------ Records provided ------
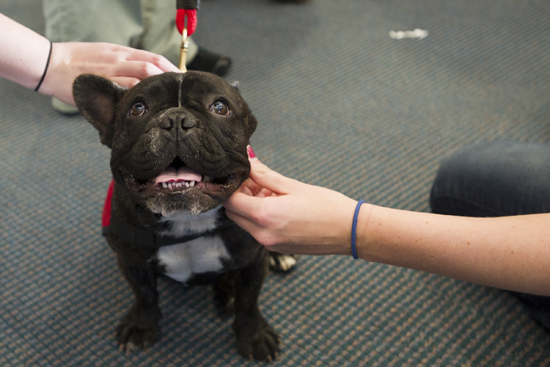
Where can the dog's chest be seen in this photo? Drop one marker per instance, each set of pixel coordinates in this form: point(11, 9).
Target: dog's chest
point(201, 255)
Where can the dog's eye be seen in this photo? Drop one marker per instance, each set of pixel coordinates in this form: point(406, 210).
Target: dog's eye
point(138, 109)
point(219, 108)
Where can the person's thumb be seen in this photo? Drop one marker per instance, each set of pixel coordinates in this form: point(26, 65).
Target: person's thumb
point(266, 177)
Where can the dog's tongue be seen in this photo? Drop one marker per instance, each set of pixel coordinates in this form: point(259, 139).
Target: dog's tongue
point(172, 174)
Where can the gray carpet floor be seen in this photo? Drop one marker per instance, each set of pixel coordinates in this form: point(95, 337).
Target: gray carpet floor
point(340, 104)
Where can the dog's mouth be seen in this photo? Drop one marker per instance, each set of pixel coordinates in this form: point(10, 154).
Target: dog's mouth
point(179, 177)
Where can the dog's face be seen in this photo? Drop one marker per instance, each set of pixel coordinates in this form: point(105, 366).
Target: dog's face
point(178, 141)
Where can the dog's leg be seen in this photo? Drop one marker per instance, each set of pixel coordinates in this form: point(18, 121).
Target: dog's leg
point(139, 328)
point(281, 263)
point(255, 338)
point(224, 293)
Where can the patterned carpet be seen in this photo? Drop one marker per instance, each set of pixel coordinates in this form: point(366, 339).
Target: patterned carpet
point(340, 104)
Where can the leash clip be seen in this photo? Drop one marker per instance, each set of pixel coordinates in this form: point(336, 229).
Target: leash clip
point(183, 50)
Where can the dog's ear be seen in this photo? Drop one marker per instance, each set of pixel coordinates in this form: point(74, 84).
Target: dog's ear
point(97, 99)
point(252, 123)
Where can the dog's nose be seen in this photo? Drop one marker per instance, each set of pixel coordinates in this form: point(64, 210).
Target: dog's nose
point(166, 123)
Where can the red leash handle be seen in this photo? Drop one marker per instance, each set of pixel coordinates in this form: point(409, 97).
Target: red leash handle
point(191, 15)
point(187, 9)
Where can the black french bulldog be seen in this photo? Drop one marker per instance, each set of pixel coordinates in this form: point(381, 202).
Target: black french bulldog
point(179, 149)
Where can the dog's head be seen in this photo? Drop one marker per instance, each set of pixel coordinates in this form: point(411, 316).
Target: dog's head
point(178, 141)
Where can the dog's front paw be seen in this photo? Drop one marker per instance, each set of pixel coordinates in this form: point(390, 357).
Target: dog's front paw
point(263, 345)
point(137, 330)
point(282, 263)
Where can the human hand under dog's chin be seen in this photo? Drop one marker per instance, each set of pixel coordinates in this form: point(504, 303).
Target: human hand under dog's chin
point(123, 65)
point(289, 216)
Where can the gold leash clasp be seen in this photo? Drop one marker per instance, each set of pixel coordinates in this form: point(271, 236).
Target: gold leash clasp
point(183, 50)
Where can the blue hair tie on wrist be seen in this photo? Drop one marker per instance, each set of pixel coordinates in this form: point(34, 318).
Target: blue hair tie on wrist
point(354, 230)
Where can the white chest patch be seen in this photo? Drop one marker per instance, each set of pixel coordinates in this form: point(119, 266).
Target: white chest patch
point(201, 255)
point(194, 257)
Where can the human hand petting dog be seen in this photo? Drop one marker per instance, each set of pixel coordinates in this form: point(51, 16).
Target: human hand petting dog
point(123, 65)
point(288, 216)
point(32, 61)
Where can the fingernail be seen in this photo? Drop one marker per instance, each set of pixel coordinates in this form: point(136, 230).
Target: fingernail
point(250, 152)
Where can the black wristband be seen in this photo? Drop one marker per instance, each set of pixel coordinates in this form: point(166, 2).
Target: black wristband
point(45, 69)
point(188, 4)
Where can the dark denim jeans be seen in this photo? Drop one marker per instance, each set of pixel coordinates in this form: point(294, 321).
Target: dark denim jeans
point(497, 179)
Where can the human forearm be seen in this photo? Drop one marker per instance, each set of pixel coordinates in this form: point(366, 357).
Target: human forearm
point(24, 53)
point(509, 252)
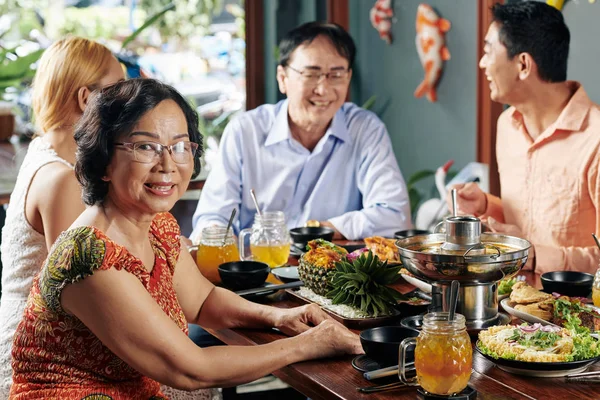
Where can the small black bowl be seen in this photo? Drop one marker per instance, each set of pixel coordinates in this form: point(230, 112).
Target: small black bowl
point(568, 283)
point(410, 232)
point(301, 236)
point(240, 275)
point(414, 323)
point(383, 343)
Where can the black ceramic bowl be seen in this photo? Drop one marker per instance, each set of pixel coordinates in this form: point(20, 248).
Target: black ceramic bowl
point(410, 232)
point(383, 343)
point(568, 283)
point(240, 275)
point(301, 236)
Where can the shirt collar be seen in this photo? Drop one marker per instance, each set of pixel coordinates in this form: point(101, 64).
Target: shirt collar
point(280, 131)
point(572, 116)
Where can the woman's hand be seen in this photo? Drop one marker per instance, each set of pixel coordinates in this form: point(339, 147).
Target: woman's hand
point(470, 199)
point(513, 230)
point(293, 321)
point(330, 338)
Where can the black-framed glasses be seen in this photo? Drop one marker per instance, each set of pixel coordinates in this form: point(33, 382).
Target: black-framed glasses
point(313, 77)
point(147, 152)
------
=== Exercise prompt ===
Put the lines starting at the one that contains "Where can the red" and ending at the one that contains "point(187, 9)" into a JSON list of strings, one string per line, with blank lines left out.

=== Solution to this problem ===
[
  "Where can the red leash handle be seen in this photo? Drop one marker per instance, each set of pixel coordinates in this form: point(409, 97).",
  "Target: red leash handle",
  "point(191, 15)",
  "point(187, 9)"
]